What this task involves ▸ Down to the last line, repeat the entries exactly.

-- Working data follows --

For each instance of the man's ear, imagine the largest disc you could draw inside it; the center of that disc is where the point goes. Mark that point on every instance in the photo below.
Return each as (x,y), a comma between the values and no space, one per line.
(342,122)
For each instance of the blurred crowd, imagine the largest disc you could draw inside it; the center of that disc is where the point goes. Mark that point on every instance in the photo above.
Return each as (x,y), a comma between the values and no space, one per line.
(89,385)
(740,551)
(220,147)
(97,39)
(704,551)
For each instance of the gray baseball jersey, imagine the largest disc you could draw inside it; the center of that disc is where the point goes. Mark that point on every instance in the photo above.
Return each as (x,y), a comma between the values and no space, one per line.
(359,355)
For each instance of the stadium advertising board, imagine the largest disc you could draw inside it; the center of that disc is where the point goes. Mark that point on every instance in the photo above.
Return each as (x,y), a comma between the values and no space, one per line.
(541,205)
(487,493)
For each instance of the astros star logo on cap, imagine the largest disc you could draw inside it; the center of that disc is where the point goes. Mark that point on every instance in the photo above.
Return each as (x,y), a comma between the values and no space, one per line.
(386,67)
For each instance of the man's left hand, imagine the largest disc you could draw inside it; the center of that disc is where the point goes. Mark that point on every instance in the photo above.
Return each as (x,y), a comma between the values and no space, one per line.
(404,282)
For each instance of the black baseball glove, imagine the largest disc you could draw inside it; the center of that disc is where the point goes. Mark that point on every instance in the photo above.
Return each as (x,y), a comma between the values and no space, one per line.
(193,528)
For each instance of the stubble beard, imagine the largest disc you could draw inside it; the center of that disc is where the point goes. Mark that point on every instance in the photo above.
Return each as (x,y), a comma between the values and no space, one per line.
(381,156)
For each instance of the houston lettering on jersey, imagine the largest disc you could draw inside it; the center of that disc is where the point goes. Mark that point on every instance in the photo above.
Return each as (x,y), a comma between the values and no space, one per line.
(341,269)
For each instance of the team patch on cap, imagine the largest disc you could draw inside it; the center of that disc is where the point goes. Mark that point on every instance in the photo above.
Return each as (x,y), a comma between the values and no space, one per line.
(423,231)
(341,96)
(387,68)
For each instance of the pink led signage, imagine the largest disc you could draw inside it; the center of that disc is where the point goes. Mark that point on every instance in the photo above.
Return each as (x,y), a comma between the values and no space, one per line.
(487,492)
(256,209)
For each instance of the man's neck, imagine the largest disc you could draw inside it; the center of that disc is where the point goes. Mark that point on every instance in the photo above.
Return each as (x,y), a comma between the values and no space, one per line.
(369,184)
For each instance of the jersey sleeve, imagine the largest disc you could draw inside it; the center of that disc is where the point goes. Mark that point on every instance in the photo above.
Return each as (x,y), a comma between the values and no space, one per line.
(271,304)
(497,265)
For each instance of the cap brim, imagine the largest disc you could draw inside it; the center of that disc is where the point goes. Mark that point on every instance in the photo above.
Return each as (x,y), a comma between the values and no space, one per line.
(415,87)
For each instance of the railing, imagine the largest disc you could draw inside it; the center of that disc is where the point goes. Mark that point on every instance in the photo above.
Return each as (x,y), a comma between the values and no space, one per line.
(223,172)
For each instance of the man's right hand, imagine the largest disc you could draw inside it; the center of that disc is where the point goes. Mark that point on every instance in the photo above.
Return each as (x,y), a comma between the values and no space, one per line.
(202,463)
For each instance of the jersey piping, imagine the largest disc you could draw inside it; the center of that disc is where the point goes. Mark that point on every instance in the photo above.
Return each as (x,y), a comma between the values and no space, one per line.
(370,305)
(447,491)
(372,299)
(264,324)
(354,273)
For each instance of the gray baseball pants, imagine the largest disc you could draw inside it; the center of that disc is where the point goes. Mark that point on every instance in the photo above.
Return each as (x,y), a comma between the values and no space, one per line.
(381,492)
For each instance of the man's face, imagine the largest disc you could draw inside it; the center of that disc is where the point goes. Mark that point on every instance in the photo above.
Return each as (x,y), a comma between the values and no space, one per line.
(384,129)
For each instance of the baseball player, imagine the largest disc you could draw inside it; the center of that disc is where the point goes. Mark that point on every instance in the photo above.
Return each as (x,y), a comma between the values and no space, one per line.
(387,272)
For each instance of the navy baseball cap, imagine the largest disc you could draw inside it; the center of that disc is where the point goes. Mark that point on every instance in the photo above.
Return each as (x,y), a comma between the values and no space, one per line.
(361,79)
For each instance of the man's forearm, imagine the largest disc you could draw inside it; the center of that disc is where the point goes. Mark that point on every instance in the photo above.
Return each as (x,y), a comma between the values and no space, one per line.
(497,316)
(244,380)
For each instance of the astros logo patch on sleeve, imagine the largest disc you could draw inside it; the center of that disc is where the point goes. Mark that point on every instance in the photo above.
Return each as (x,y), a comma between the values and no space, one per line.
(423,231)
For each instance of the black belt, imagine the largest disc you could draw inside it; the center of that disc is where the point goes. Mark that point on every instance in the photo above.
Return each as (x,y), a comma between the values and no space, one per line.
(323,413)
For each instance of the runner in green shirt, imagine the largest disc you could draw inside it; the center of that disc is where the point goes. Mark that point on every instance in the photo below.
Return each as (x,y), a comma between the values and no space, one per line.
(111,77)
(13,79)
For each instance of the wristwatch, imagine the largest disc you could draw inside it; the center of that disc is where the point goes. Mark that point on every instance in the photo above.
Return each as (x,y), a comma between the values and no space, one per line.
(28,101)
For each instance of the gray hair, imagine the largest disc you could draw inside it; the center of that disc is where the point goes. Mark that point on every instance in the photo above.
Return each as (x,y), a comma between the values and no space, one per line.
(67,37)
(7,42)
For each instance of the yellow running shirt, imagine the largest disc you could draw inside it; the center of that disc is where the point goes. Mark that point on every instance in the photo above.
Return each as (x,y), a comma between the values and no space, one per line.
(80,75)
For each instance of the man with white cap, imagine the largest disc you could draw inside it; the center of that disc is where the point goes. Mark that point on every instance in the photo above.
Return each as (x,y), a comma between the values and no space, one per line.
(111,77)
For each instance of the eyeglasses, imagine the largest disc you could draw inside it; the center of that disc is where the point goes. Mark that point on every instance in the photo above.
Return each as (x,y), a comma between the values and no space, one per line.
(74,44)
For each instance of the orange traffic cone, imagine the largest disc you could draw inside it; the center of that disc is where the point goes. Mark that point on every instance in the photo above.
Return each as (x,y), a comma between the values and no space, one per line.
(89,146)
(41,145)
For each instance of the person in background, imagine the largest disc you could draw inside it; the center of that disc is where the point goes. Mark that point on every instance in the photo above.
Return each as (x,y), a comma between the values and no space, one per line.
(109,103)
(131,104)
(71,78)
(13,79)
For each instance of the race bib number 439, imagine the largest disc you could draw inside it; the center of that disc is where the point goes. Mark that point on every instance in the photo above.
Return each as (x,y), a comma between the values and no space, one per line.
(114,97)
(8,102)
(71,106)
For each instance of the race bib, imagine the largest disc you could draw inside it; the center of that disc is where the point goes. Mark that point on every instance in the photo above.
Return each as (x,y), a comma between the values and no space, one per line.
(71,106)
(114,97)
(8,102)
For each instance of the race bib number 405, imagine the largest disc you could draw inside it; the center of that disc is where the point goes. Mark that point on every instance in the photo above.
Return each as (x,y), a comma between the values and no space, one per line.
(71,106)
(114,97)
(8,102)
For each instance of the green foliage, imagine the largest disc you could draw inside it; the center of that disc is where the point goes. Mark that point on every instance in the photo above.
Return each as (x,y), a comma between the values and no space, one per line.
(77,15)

-- Working data concluded --

Reply ▸
For each instance of the man's ear, imagine the largest disc you could draw inside it; the center of that disc is where the point goes. Mark that point on every instance in the photo below.
Return each as (x,y), a comma between the values and no space, one per line.
(342,122)
For each instance of the blurred crowd, imagine the largest disc you could draw inside it; the center of that disc is where the point goes. Mark that point on every instance in the photo above.
Return each as (x,y), a comma between the values and no space, one per line.
(89,385)
(740,551)
(220,147)
(97,39)
(704,551)
For each instance of the gray baseball jersey, imagine the largest disc you could draw inside it; the center of that disc is where the point goes. Mark that point on every instance in the photo above.
Return each as (x,y), a comma between the values and no space, one per line.
(359,355)
For each instance of the stadium advertising board, imagine the largest disc you could draw inside it; the center of that disc is where the point goes. Mark that point on every instance in the photo above.
Return each as (x,y), a comma between the values and no space, one per line.
(541,205)
(487,493)
For each instance of the astros star logo on cap, imagine the largest disc you could draw inside it; the center of that disc is where the point goes. Mark that point on every instance in the photo above.
Return each as (x,y), a comma between the values and no space, one per line.
(386,67)
For each instance of the man's left hand, imagine the largest disc you could draw inside it; the center of that disc is where the point goes. Mark that point on every instance in the photo above.
Return each as (x,y), a comma between the values and no space, one per line.
(404,282)
For each instance of the black baseball glove, imagine the largest disc you could draw inside it; the center of that disc is where the point goes. Mark that point on every instance in the photo above.
Return each as (x,y), a comma between the values and no space, one per line.
(193,528)
For each instance of the stubble beard, imagine the largest disc you could draw inside it; the center of that disc is where the point goes. Mark that point on every instance in the photo above.
Return each as (x,y), a comma between the values and no space, one per line.
(381,156)
For each instance of the houston lettering on jersey, imagine the largest disc you could draw inside it; the center of that disc is where the point goes. Mark that point on every instance in the photo above.
Return each as (x,y), a comma between the values and no space, one per line.
(341,269)
For each instance of the team patch on cap, imagine the largest disc you could draw inside it; the center of that disc is where the point goes. Mark that point on every instance in the photo above.
Return each as (x,y), a comma between the values and no space, one per line.
(423,231)
(341,96)
(387,68)
For each instance of the pink led signage, imagine the largest disc you could draw inside it; the center of that disc is where the point goes. Mark that point on every instance in the photo above.
Return each as (x,y), a comma between the values and no space, one per line.
(487,492)
(256,209)
For each instance of the man's neck, imagine the largest disc you could draw inside it; the center of that disc is where the point goes. Mark that point on every instance in the photo above.
Return each as (x,y), a comma between the values and no space, one per line.
(369,184)
For each instance of the jersey sleeve, imagine the largest disc you could draw inside it; the center of that disc is where the point goes. Mark that point on every instance in the photo above.
Return each as (x,y), a comma between the values and no space, one per line.
(271,304)
(497,265)
For each instance of the cap brim, imagine the largest disc you could draw inside it; the center of that disc is where the point goes. Mark that point on every instance in the photo above.
Return each as (x,y), a comma between the values and no space, one per line.
(415,87)
For each instance of the railing, imagine the largest disc you could draw inside it; the center of that disc is where the point goes. Mark that point on every instance in the photo above.
Return each as (x,y), a comma between the values and no space, one per line.
(223,172)
For each instance of the man's right hand, imagine the largest disc you could draw inside it; the center of that disc is where the point goes. Mark that point on every instance in the photo above.
Return each as (x,y), a comma between the values and no space, one per line.
(202,463)
For each instance of the jersey piping, imagine the largest disc you could draw inside it; the center of that disc is where the point goes. Mark that point on every instance in the photo above.
Return each as (x,y), a comma between the values and no space, one per line.
(370,305)
(447,491)
(372,299)
(264,324)
(354,273)
For each instance of the gray baseball pants, imagine the largest disc you could draw inside it; the center of that disc is where the point goes. Mark that point on every instance in the photo above.
Return each as (x,y), a comma between the values and no space, one per line.
(381,492)
For each instance of the man's face, imagine the largest disc you could draw inside it; the center of that disc is where the point goes. Mark that point on every instance in the photo above.
Return each as (x,y), a comma between the values and no space, one per line.
(384,129)
For each instance of the baseball player, imagine the largest disc you could draw inside it; the center of that disc is where the point goes. Mark that point on every instance in the photo above.
Return each as (x,y), a comma between the values and no space, one per line.
(387,272)
For each instance of the navy baseball cap, imagine the largest disc you could draw inside it; the center of that disc is where the point goes. Mark that point on every instance in the photo above.
Return each as (x,y), a comma between the values and no space, one per line.
(361,79)
For each instance of the man's forearm, imagine the largest disc you could draw inside it; the center of that disc is where the point goes. Mark that point on every instance in the photo above.
Return each as (x,y), a comma between the values and no space, one per line.
(497,316)
(244,380)
For each instance of the astros logo patch on sleeve, imagine the largest disc you could draw inside it; the center of that disc is where the point goes. Mark that point on every instance in the photo above.
Return each as (x,y), a comma between the values and no space, one per line.
(423,231)
For each instance of the black belt, imagine the largest disc you could draw inside it; the center of that disc is where the point goes. Mark that point on every instance in the photo above.
Return each as (x,y), a comma between the values and no space, one per line.
(323,413)
For each instance of the runner in green shirt, imagine the largest disc you could draw inside it; the center of that disc is where the point goes. Mark that point on every instance in the photo below.
Return each as (x,y), a comma between the values and no space, one per line.
(111,77)
(13,79)
For each instance of the wristwatch, imagine the largest disc you could draw inside it; the center of that disc is where the point goes. Mark that point on every instance in the photo above.
Return each as (x,y), a comma between the values and no space, one per line.
(28,101)
For each instance of the gray hair, imagine the largest disc you could draw inside it; the center of that disc is where the point goes. Mark that point on every instance in the photo above.
Return each as (x,y), a comma between the values and no space, one per line.
(67,37)
(7,42)
For each instance of the yellow running shirt, imagine the largest disc you could draw inside it; the center of that disc is where the point goes. Mark that point on every instance in the photo above.
Return each as (x,y), a comma between the values and no space, one per line.
(80,75)
For each instance of the man with white cap, imagine the largest disc you could draw inside it; the center of that disc is where the point goes. Mark that point on every instance in the photo above.
Return each as (x,y), a comma between the values and no space, one per line.
(111,77)
For each instance of the eyeglasses, imagine the largest disc you could draw inside it; the center of that disc is where the point goes. Mark that point on every instance in the photo above.
Return each as (x,y), a comma between the values and no space, one per line.
(74,44)
For each instance of the orange traffic cone, imagine the largest disc you could draw inside it; the center of that disc is where the point goes. Mark that point on every instance in the photo above.
Return each as (x,y), a comma between the values and no space, one per line.
(89,146)
(41,145)
For each instance of the person in background, imagine the largest disc you could draw inside it; the center of that disc is where the point goes. Mark that point on every instance in the photo above.
Return each as (x,y), a comma between the values and no space, one per line.
(109,103)
(131,104)
(71,78)
(13,79)
For each instance of the race bib number 439, imagine the largest disc you could draw inside it; the center of that disc is where the point goes. Mark that point on every instance in the photo above.
Return each as (x,y), a comma between the values and no space, one per line.
(114,97)
(8,102)
(71,106)
For each instance of the race bib, imagine the largest disc you could draw inside it; the center of that disc is where the point goes. Mark that point on every instance in the photo above.
Return each as (x,y), a comma between the values and no space, one per line.
(71,106)
(114,97)
(8,102)
For each instance of the race bib number 405, imagine the largest disc you could draw inside it; the center of that disc is where the point goes. Mark that point on every instance in the photo above.
Return each as (x,y), a comma between the values and no space, one per line.
(71,106)
(114,97)
(8,102)
For each instance of the green foliage, imagine the largest disc you could draw inside it; the center of that disc is where the point goes. Mark that point on every instance in the photo above.
Return each as (x,y), a comma between the values and no space, one per line.
(77,15)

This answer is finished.